▸ **Extracted text**:
>> BEGIN

Gerald R. McDermott.  Jonathan Edwards Confronts the Gods: Christian Theology, Enlightenment Religion, and Non-Christian Faiths.  Oxford University Press, 2000.
Jonathan Edwards was an eighteenth century pastor and theologian.  Many of you may know him on account of his sermon, “Sinners in the Hands of an Angry God,”
 which is a standard reading assignment in high school American 
literature courses.  But there was much more to Jonathan Edwards than 
fire and brimstone.  Edwards had thoughts about the beauty of God, and, 
as Gerald McDermott talks about in Jonathan Edwards Confronts the Gods, the topic of faith and reason and the role of God in non-Christian religions also were a part of Edwards’ thought.
Edwards was contending against deism, a belief in God that tended to 
dismiss the Bible as God’s divine revelation.  Deists believed that the 
truth should be available to everybody, not just Israel, the church, or 
those who happen to have been exposed to the Bible or Christianity.

>> END

▸ **Dataset content**:
>> BEGIN

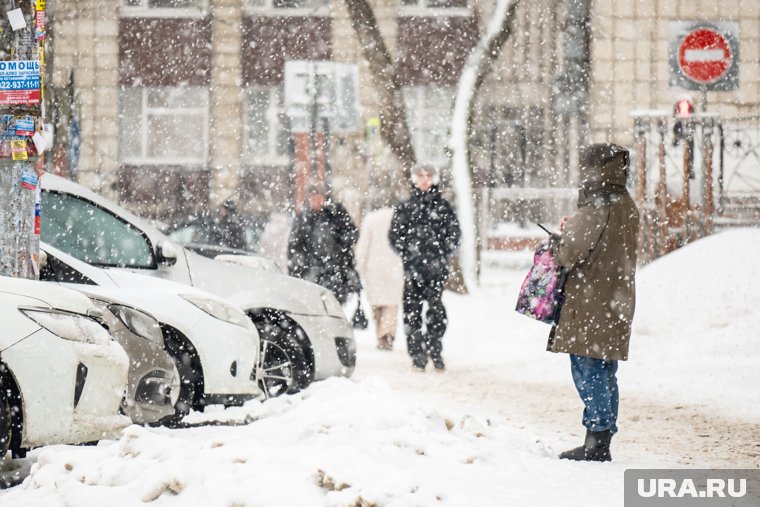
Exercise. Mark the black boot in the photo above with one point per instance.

>> END

▸ **What the task requires**:
Reproduce the passage of the book review verbatim, from "Jonathan Edwards was" up to and including "Bible or Christianity.".

▸ **Exercise response**:
Jonathan Edwards was an eighteenth century pastor and theologian.  Many of you may know him on account of his sermon, “Sinners in the Hands of an Angry God,”
 which is a standard reading assignment in high school American 
literature courses.  But there was much more to Jonathan Edwards than 
fire and brimstone.  Edwards had thoughts about the beauty of God, and, 
as Gerald McDermott talks about in Jonathan Edwards Confronts the Gods, the topic of faith and reason and the role of God in non-Christian religions also were a part of Edwards’ thought.
Edwards was contending against deism, a belief in God that tended to 
dismiss the Bible as God’s divine revelation.  Deists believed that the 
truth should be available to everybody, not just Israel, the church, or 
those who happen to have been exposed to the Bible or Christianity.